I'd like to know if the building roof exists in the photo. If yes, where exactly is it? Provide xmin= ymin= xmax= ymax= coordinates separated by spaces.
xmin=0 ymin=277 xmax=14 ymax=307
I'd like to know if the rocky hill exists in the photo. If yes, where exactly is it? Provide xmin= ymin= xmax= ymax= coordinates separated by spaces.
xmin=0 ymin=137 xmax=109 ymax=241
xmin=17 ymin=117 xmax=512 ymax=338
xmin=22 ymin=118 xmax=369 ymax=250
•••••
*WHAT THE TASK REQUIRES*
The result should consist solely of the lines from the one that contains "I'd like to know if the rocky" to the last line of the records above, reproduced exactly.

*RESPONSE FOR THIS EXERCISE*
I'd like to know if the rocky hill exists in the photo. If yes, where exactly is it? Provide xmin= ymin= xmax= ymax= coordinates separated by spaces.
xmin=0 ymin=137 xmax=109 ymax=241
xmin=17 ymin=117 xmax=512 ymax=338
xmin=22 ymin=118 xmax=369 ymax=250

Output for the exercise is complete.